-- Stored records --
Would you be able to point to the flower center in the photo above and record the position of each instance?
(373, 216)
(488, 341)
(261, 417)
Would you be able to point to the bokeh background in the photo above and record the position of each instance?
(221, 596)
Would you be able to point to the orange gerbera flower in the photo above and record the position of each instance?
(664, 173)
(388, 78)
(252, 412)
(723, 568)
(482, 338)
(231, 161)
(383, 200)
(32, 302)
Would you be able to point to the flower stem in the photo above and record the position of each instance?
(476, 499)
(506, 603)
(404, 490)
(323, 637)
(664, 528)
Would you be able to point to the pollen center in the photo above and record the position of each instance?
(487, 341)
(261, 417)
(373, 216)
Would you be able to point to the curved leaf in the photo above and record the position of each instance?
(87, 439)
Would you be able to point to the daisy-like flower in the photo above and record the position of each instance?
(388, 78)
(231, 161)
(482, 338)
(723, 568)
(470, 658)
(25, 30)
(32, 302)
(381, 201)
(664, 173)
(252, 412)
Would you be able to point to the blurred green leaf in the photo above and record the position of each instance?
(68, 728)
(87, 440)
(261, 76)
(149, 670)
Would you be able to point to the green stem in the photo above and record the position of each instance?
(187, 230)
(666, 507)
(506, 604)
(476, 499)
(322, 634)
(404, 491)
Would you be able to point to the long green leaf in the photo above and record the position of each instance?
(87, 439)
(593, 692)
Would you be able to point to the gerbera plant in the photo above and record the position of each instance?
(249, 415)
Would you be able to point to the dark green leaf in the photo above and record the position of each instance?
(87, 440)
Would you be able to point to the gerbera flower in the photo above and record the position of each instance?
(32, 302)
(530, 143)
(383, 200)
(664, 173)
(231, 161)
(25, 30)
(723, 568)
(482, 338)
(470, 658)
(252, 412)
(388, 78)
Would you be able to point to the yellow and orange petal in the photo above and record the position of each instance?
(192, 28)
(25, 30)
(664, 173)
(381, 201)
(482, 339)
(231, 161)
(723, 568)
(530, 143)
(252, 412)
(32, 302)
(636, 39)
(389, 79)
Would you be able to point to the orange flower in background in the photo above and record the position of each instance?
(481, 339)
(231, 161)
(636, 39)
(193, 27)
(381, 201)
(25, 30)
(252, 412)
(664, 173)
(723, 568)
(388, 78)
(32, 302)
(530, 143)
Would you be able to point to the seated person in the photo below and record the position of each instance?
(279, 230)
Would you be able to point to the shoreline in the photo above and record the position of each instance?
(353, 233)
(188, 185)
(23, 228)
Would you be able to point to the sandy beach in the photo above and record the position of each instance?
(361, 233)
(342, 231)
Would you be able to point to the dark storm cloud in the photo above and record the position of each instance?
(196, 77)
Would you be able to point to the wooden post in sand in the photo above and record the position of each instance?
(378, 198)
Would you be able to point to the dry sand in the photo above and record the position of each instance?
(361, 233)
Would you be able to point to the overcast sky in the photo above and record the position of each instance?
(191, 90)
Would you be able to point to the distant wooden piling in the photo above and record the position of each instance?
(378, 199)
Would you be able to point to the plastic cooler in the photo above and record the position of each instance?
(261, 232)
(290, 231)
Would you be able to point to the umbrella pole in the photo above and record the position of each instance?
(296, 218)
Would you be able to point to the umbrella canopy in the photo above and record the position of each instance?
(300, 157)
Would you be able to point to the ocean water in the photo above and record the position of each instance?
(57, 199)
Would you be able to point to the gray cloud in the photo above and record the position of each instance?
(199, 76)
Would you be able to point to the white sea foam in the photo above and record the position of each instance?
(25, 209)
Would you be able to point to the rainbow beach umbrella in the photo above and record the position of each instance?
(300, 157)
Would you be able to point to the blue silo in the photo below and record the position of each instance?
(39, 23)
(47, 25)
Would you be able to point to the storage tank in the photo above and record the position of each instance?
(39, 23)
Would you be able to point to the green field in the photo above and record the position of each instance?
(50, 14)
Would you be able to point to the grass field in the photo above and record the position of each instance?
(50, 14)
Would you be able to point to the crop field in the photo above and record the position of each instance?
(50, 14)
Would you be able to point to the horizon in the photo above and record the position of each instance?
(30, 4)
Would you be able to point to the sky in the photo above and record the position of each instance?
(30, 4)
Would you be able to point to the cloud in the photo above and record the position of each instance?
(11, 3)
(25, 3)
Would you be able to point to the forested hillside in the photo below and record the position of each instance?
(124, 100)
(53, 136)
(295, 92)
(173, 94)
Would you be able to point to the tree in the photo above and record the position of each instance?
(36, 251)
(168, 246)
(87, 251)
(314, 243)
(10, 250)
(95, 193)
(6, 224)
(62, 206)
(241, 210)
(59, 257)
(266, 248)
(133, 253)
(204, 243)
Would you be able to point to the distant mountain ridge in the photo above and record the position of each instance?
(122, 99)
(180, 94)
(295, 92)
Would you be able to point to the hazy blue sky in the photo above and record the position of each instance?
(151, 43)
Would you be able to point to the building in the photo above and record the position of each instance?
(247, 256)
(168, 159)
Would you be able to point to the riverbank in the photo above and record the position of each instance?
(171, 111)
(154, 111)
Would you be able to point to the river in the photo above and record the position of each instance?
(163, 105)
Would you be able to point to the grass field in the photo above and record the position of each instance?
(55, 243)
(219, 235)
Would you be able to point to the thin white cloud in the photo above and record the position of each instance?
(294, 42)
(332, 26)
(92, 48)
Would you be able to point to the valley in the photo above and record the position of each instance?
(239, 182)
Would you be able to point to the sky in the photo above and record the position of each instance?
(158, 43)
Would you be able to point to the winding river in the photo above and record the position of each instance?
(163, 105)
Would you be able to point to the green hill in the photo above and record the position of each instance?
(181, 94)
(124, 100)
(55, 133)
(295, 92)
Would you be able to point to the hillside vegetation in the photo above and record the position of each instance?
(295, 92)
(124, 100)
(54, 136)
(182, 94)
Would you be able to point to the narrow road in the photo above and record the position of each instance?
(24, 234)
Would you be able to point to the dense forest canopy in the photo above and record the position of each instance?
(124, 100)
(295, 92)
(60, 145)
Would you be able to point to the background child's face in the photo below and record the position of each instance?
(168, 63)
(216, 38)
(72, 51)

* * *

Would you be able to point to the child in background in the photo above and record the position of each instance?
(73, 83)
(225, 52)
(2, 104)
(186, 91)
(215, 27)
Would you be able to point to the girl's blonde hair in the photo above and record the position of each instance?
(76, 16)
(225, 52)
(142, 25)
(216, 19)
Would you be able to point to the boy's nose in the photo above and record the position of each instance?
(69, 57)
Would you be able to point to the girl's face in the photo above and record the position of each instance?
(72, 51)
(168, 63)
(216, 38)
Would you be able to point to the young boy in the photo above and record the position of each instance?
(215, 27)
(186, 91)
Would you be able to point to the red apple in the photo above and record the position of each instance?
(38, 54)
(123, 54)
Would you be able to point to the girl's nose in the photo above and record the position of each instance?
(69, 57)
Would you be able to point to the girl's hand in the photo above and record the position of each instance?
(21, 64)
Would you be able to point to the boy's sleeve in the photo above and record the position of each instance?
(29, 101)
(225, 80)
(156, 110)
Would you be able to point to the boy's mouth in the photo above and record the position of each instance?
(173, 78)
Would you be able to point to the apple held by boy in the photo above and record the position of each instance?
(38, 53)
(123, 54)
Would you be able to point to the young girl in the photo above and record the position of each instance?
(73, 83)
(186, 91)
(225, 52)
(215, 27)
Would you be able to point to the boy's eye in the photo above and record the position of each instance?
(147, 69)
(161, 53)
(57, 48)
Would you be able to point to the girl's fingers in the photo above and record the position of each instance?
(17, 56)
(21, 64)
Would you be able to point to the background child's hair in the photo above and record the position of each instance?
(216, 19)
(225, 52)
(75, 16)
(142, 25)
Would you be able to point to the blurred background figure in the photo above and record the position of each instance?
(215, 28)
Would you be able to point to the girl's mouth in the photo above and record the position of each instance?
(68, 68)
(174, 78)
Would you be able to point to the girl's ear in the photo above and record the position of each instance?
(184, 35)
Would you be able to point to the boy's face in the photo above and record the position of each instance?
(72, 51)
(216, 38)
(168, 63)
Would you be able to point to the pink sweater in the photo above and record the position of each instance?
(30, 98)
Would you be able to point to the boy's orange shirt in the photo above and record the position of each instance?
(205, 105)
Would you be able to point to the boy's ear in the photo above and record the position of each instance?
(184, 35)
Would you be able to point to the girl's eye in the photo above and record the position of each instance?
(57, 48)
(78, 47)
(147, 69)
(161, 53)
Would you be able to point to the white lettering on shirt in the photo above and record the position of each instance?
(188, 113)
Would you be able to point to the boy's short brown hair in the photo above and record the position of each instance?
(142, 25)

-- Written request --
How many of the rows above contain the word "dark"? Reply with the number alone.

-- Full solution --
2